◆ Tasks ◆
A. Can you reproduce the Tilma interview word for word, everything from "MShea: What you" down to "human being enough."?
B. Would you continue the Tilma interview from its last sentence?

◆ Document excerpt ◆
# # #

Imagine being able to share what works and what doesn’t all across the world – where a parish in Columbus, Ohio, can have something that really works and a parish in Vancouver that has a similar makeup of age and stage-of-life characteristics can use that as a template rather than starting from scratch. The parish in Vancouver could make adjustments – because, as you know, we spell differently in Canada than you do here in the U.S…
MShea: You’re closer to the queen!
JM: We add u’s where they should be! But all this allows us to work as a unified Church. As a convert, one of the most beautiful things I found coming into the Church was that no matter where I am in the world, I can walk into a liturgy and follow along no matter what the language is. I can even bring up the Scripture readings in my own language in an app or a book. I could walk into a parish in Budapest and participate in the Mass. We might not be unified in every single detail of how we worship, but we are united within the ideas of the structures of that liturgy. So why is that not replicated across everything we do? Why are we each trying to do our own thing, even within dioceses?
MShea: What you said about the liturgy offers a whole Catholic sense of things and gets at the heart of the Great Commission of Jesus, commanding us to go and baptize all nations. Would the primary clients of Tilma be individual parishes or dioceses? How do you envision that?
Our core idea was to build software to address the world that currently is rather than the world that was, which led us to structure everything around human formation rather than sacramental formation... [S]acramental formation only makes sense and really lands, so to speak, when someone has already been formed as a human being enough.

# # #

◆ Data excerpts ◆
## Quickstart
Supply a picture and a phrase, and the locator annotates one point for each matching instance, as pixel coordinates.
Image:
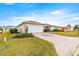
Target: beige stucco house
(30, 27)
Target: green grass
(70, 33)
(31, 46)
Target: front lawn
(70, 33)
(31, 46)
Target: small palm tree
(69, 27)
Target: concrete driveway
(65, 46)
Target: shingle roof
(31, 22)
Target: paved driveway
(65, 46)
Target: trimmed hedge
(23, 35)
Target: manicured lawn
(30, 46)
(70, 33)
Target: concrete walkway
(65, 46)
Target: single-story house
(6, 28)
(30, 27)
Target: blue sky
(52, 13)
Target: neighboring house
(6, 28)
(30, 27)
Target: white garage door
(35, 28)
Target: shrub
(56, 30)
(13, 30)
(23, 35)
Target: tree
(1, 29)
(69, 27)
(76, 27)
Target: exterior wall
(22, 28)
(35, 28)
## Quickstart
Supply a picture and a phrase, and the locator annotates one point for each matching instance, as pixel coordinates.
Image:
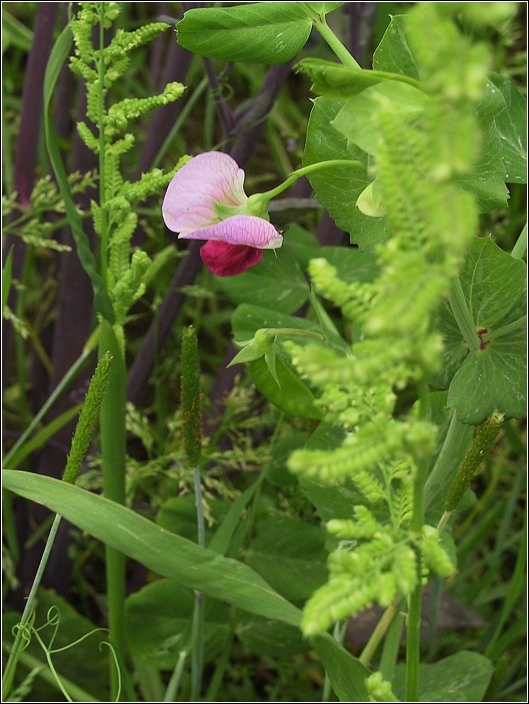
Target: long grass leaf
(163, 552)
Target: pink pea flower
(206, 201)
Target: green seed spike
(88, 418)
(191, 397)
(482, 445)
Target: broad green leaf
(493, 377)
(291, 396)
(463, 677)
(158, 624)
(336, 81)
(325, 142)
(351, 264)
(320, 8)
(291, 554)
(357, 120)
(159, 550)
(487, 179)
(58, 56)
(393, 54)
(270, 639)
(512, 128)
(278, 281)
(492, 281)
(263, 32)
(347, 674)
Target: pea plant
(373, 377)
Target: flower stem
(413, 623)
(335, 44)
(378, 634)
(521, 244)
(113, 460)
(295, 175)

# # #

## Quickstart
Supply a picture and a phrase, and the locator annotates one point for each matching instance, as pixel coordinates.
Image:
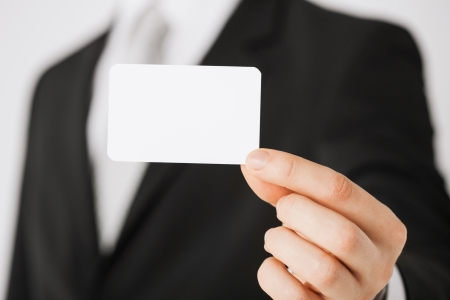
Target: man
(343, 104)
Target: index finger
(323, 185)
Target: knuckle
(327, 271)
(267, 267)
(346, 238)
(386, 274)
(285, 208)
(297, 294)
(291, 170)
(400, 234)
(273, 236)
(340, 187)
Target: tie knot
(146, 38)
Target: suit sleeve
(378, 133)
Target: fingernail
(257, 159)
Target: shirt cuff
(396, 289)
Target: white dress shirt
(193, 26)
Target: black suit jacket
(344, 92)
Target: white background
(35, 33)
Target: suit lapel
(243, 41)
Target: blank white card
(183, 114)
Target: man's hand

# # #

◆ Per-task answers ◆
A.
MShea: What you said about the liturgy offers a whole Catholic sense of things and gets at the heart of the Great Commission of Jesus, commanding us to go and baptize all nations. Would the primary clients of Tilma be individual parishes or dioceses? How do you envision that?
Our core idea was to build software to address the world that currently is rather than the world that was, which led us to structure everything around human formation rather than sacramental formation... [S]acramental formation only makes sense and really lands, so to speak, when someone has already been formed as a human being enough.

B.
JM: At its core, Tilma is a platform of a variety of tools. Right now, we’ve packaged those tools for two primary clients: parishes and entire dioceses. The package offered to parishes allows them to get onto the platform without any upfront costs. We wanted to make it as easy for parishes to get started as possible. We want to make sure that there’s never a barrier to evangelization and discipleship. The enterprise level was created for dioceses and allows the diocese to structure how its parishes are served through the platform. If a diocese has more knowledge of what’s actually working in the diocese and where the felt needs of the community are, they can more effectively distribute resources, deploy programs, and place priests.
The important thing to understand is that we’re not just running off census data and counting how many people are coming to Mass, but instead we’re gathering insights into the community and forming distribution models that allow us to reach out directly to parishioners based on their needs and desires.
MShea: So here’s my question about the premise of Tilma, because I think – and I’m very excited about this, but I’m shaking a little. Because you’re assuming that the desire would be to free up those who are working professionally for the Church from all kinds of data entry and process management such that we can do the real work of the Church, which is preaching the Gospel of Jesus Christ, evangelizing, and transforming hearts and minds. But what if people aren’t inclined to do that? What if a great number of those who work for the Church professionally, including both clergy and lay leaders, kind of prefer to rearrange chairs rather than encounter human pain and suffering, bringing the healing of Jesus into the messiness of human life, and witnessing to the person of the Lord? In that case, your solution would be unwelcome, wouldn’t it?
JM: Luckily, we haven’t run into too many cases of that yet. But there is a risk.
What you will start seeing is that discipleship as the business plan for a parish works. In other words, the more you disciple, the more your donations increase and the more your activity increases. The statistics show that when the business-minded priest or staff member is saying that the parish needs to raise more money, the most effective way for them to do so is by discipling more. It’s the hidden secret. So what we’re trying to do is make it as easy as possible for those who work in the Church to work in discipleship, even if they aren’t already inclined to that.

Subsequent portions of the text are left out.